╭─ Given passage

Summary and Next Steps
Our approach to modern application integration and infrastructure management is centered on the idea of a publish-subscribe message bus. For Quick Serve Restaurants, this approach allows real tasks such as ordering or inventory replenishment to be quickly registered by various modular applications, such as an “Order Receiver” or an “Employee Order Display.” These applications would then take the appropriate actions and publish their results back to that message bus. Using an IoT automation solution such as Intel® Edge Conductor, this approach might ultimately allow the automation of a broad range of routine kitchen tasks.
In testing of this approach, we have used mostly Intel® 11th-generation i7 NUC systems in our network topology, which enabled us to leverage an ASR module that incorporated the optimized models available from the Intel® Distribution of OpenVINO™ Toolkit. However, the Kubernetes infrastructure and MQTT message bus approach is hardware agnostic and can easily incorporate both cloud and edge compute to fit the specific needs of a range of QSR workloads and business use cases.

╰─

> [Job] Please reproduce word for word the stretch of the message bus summary that opens with the words containing "In testing of" and closes with "business use cases.".

╭─ Extracted data

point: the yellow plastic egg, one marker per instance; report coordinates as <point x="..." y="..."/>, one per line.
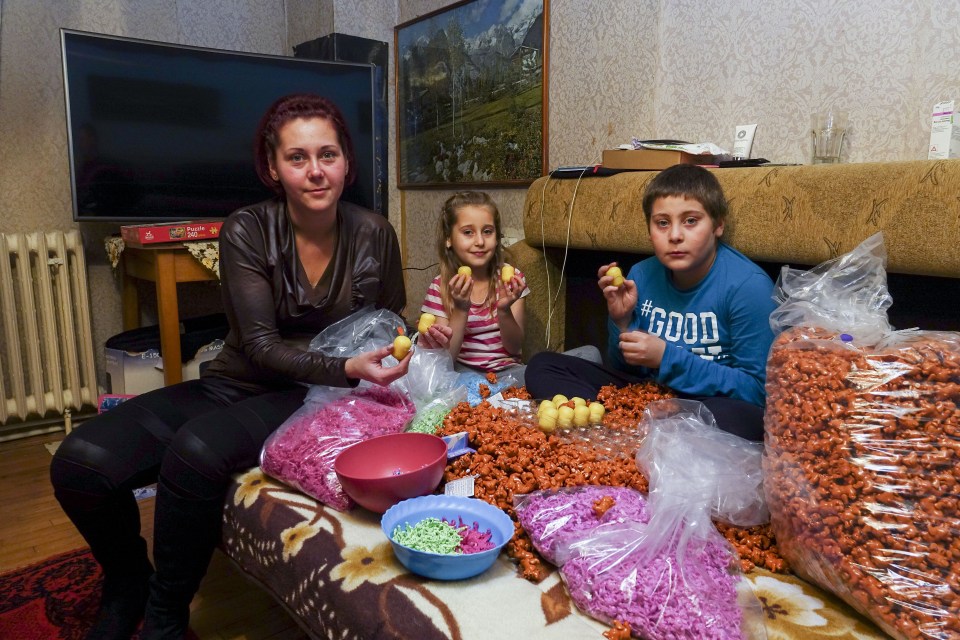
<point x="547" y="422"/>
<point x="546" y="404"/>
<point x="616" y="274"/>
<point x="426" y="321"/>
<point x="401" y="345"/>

╰─
╭─ Extracted data

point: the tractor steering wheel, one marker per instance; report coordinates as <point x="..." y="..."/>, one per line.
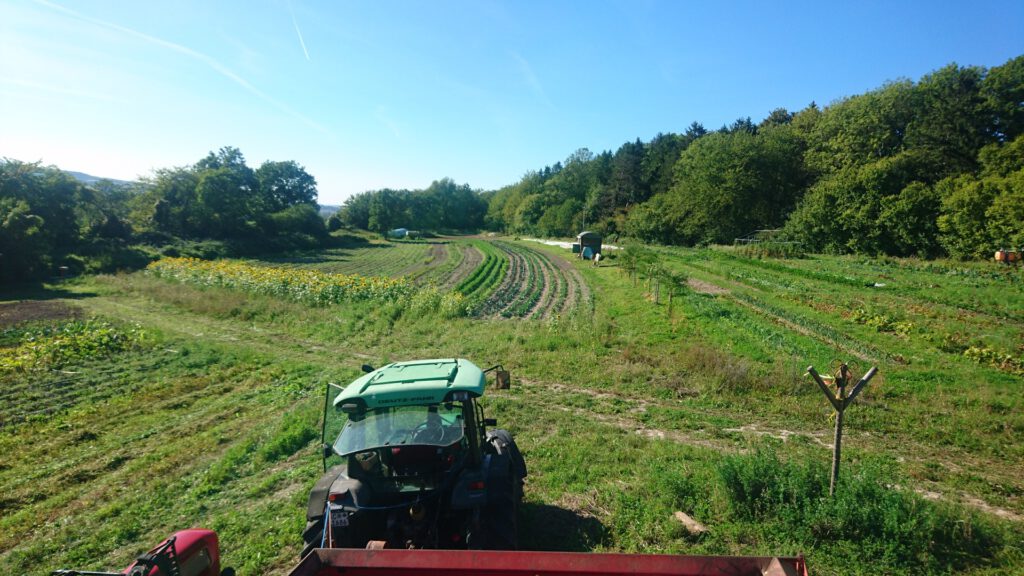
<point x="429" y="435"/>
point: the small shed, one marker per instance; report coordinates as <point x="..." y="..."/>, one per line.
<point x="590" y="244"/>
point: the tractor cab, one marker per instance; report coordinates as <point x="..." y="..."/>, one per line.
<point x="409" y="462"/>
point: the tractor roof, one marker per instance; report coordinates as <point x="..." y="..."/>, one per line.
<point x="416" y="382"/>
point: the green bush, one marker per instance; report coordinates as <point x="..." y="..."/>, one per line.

╰─

> [Written answer]
In testing of this approach, we have used mostly Intel® 11th-generation i7 NUC systems in our network topology, which enabled us to leverage an ASR module that incorporated the optimized models available from the Intel® Distribution of OpenVINO™ Toolkit. However, the Kubernetes infrastructure and MQTT message bus approach is hardware agnostic and can easily incorporate both cloud and edge compute to fit the specific needs of a range of QSR workloads and business use cases.